** Passage **
******

I would also point out that I marked the dates of the two major patches (February 21 and March 07) on the original plot of the win rate. These are the dark-grey dashed vertical lines. They do not appear to coincide with any particular change.

My opinion? This is a game, and if it feels bad, then it’s a bad game. People will stop playing.

In this case, it’s not hard. Go back to the arguments in the original post: if the matchmaker were matching evenly, then MMR would converge, and match outcomes would resemble white noise, possibly colored by a week trend upward or downward as long-term player behavior changes. What has demonstrably happened in this case is that the matchmaker produced regularly repeated streaks of winning and losing, and did so over the course of two months of steady play. This was not a one-off or a black swan – this was a marked behavior of the system, which it exhibited consistently over a long period of time.

So, I apologize in advance if it seems like I’m being cross with you here. I sense you’re making a good-faith argument, and although I disagree, I do still respect and appreciate your engagement. I’ll try to avoid a harsh tone, but that can be difficult in text, and I admit that I’ve grown weary of certain arguments, enough so that they’ve started to irritate me. That’s not your fault, and so please understand my next remarks are directed more at a genre of argument than at you personally.

******

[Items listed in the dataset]
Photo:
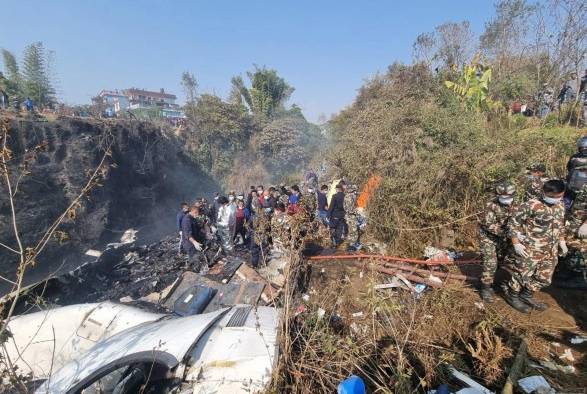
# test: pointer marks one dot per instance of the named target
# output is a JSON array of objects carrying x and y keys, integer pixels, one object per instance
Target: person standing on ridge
[
  {"x": 537, "y": 228},
  {"x": 494, "y": 236},
  {"x": 336, "y": 216}
]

******

** Tasks to perform **
1/ Reproduce the matchmaking post word for word, starting at "My opinion? This" and ending at "period of time.".
2/ Carry on the forum post about matchmaking and win streaks from its final sentence.

** Responses in order **
1/
My opinion? This is a game, and if it feels bad, then it’s a bad game. People will stop playing.

In this case, it’s not hard. Go back to the arguments in the original post: if the matchmaker were matching evenly, then MMR would converge, and match outcomes would resemble white noise, possibly colored by a week trend upward or downward as long-term player behavior changes. What has demonstrably happened in this case is that the matchmaker produced regularly repeated streaks of winning and losing, and did so over the course of two months of steady play. This was not a one-off or a black swan – this was a marked behavior of the system, which it exhibited consistently over a long period of time.

2/
To the point:

Please step back and consider the claim at hand. We are literally looking at a spreadsheet of 200 dated match outcomes subjected to statistical analysis. If that is not factual enough, then what is? What is it going to take? 100 more matches? 1000 more matches? A dozen more players showing up with spreadsheets just like this one? I am literally sitting down and transmitting facts directly to you, the reader – if this is not factual enough, then what will be?

I have easily read dozens of posts in defense of the matchmaker, asserting that any claim against it is “all assumptions” and “no facts”. None of these posts seem to offer any meaningful explanation of their own, beyond “works fine for me” and “everyone else is whining or imagining things.” Their only “facts” are their own gut feels that things seem fine. Of course, they have endless ways to explain away every claim to the contrary – but they never seem to indicate that there is any evidence that could possibly sway their unshakable faith in the goodness and rationality of the Overwatch 2 matchmaker.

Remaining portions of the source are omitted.